● Source data
+++
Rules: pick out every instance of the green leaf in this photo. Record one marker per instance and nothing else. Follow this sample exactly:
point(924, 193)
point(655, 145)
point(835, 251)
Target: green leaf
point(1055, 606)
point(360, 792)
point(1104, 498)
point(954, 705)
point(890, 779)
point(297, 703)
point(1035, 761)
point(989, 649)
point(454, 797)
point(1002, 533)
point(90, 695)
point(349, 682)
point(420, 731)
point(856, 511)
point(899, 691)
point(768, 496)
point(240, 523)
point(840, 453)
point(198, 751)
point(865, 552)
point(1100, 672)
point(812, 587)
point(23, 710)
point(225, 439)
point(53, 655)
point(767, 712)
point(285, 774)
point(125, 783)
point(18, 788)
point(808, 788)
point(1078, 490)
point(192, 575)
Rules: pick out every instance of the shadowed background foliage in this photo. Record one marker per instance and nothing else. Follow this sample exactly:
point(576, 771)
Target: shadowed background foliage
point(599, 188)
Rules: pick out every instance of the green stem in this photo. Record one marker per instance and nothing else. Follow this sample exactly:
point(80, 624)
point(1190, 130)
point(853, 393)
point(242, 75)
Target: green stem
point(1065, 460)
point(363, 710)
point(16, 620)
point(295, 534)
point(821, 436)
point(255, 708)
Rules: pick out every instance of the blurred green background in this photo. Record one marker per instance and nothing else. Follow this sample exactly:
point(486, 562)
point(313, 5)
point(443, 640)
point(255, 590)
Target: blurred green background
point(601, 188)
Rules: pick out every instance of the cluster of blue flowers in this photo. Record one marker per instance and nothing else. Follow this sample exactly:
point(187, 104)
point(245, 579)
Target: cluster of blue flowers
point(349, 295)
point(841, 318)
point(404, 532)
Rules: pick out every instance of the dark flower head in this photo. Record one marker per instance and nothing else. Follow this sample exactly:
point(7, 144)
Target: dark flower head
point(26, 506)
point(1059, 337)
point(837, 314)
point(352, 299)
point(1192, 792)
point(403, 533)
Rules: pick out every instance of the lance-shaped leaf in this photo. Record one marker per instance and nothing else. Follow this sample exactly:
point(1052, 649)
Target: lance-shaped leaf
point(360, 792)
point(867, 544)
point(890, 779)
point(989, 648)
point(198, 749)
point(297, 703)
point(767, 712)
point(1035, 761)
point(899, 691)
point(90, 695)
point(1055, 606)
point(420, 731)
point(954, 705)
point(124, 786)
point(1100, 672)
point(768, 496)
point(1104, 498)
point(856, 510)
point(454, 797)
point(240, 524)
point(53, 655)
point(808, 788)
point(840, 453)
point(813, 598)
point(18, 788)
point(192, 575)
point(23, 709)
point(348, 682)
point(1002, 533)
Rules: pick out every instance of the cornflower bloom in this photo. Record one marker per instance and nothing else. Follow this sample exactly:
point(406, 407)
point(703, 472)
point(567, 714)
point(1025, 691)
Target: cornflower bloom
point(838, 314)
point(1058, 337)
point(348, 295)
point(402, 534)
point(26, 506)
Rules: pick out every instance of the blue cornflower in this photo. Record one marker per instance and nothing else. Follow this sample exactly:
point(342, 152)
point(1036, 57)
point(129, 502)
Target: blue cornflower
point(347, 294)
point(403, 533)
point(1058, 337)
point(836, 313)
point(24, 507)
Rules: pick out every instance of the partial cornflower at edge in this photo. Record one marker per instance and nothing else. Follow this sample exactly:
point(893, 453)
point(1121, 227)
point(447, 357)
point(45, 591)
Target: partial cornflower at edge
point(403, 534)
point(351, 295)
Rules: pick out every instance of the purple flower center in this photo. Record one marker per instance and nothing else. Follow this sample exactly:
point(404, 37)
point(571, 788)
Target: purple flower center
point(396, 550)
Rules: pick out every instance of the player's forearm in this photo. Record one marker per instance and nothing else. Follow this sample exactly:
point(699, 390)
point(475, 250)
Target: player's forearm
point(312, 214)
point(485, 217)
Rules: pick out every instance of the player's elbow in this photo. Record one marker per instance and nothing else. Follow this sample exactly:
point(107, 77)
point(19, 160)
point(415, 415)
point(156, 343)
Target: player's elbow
+++
Each entry above needs to be retyped exactly.

● Task solution
Rules: pick out every instance of the green leaf in this photo. Record one marker per instance and nothing else. Follow this sample exactly:
point(924, 193)
point(655, 145)
point(835, 251)
Target: green leaf
point(1055, 606)
point(360, 792)
point(1104, 498)
point(954, 705)
point(890, 779)
point(297, 703)
point(1035, 761)
point(989, 649)
point(454, 797)
point(1002, 533)
point(90, 695)
point(349, 682)
point(420, 731)
point(856, 511)
point(899, 691)
point(768, 496)
point(240, 523)
point(840, 453)
point(198, 751)
point(865, 552)
point(1100, 672)
point(812, 587)
point(23, 710)
point(225, 439)
point(53, 655)
point(767, 712)
point(285, 774)
point(125, 783)
point(18, 788)
point(808, 788)
point(1078, 490)
point(192, 575)
Rules: pick out every instance of the shadowed background foliage in this photo. Record one marker per instance and nothing else. Follow this sample exactly:
point(576, 771)
Target: shadowed background foliage
point(599, 188)
Rules: pick out every instance of the green stem in this photo. Record one marker per instance and nothing else. Follow this sample exactly:
point(80, 624)
point(1190, 130)
point(853, 393)
point(242, 75)
Target: green stem
point(1065, 460)
point(363, 710)
point(16, 620)
point(295, 534)
point(821, 436)
point(255, 708)
Rules: pick out every instance of the blurred green background in this photo. Record one marker per instance and nothing else. Follow this sample exactly:
point(486, 562)
point(313, 5)
point(443, 640)
point(255, 590)
Target: blurred green background
point(601, 188)
Rules: pick out every instance of the cluster of blue flowers in this photo. Record one marker per instance and nothing else. Follow this sample exactly:
point(187, 104)
point(245, 579)
Target: cluster of blue flowers
point(349, 295)
point(841, 318)
point(404, 532)
Rules: pick out every instance of the dark flower head in this photo. Record one marker per instance and nothing else. Follow this sample exactly:
point(7, 144)
Target: dark flower head
point(26, 506)
point(1059, 337)
point(837, 314)
point(352, 299)
point(1192, 792)
point(403, 533)
Rules: pick out every instance of the lance-shaped leaf in this photo. Record one marker per instance and nothing else. Follow this sample exactly:
point(1052, 649)
Target: lance-shaped leaf
point(360, 792)
point(867, 544)
point(890, 779)
point(989, 648)
point(198, 749)
point(297, 703)
point(767, 712)
point(1035, 761)
point(899, 691)
point(90, 695)
point(1055, 606)
point(420, 731)
point(954, 705)
point(124, 786)
point(1100, 672)
point(768, 496)
point(1104, 498)
point(856, 510)
point(454, 797)
point(240, 524)
point(53, 655)
point(808, 788)
point(840, 453)
point(813, 598)
point(18, 788)
point(192, 575)
point(23, 709)
point(348, 682)
point(1002, 533)
Rules: pick out every instance of the cornflower bloom in this photo. Record one marker per instance and nothing else. Follow this sample exactly:
point(406, 407)
point(703, 472)
point(567, 714)
point(1025, 691)
Target: cornflower bloom
point(838, 314)
point(1058, 337)
point(348, 295)
point(402, 534)
point(26, 506)
Rules: pick out every instance of the blue cornflower in this photo. Record one marker per instance and nothing else. Follow this sample exactly:
point(342, 152)
point(1036, 57)
point(129, 502)
Target: blue cornflower
point(347, 294)
point(403, 533)
point(1058, 337)
point(836, 313)
point(24, 507)
Rules: pick out every instance of the partial cornflower at edge in this photo. Record one marker per instance and nothing else. Follow this sample exactly:
point(893, 453)
point(1121, 227)
point(447, 357)
point(45, 591)
Target: partial cornflower at edge
point(403, 534)
point(351, 295)
Rules: pick out every instance of the purple flower center in this photo. Record one marker per instance and nothing else. Follow this sample exactly:
point(404, 37)
point(571, 788)
Target: purple flower center
point(396, 550)
Rules: pick out every instance of the player's forearm in this photo. Record one marker per instance and nothing else. Follow this sample exactly:
point(699, 390)
point(475, 250)
Target: player's forearm
point(312, 214)
point(485, 217)
Rules: pick out every instance of the player's elbow in this photo. Record one marker per instance and nothing else. Follow this sample exactly:
point(107, 77)
point(19, 160)
point(415, 415)
point(156, 343)
Target: player's elbow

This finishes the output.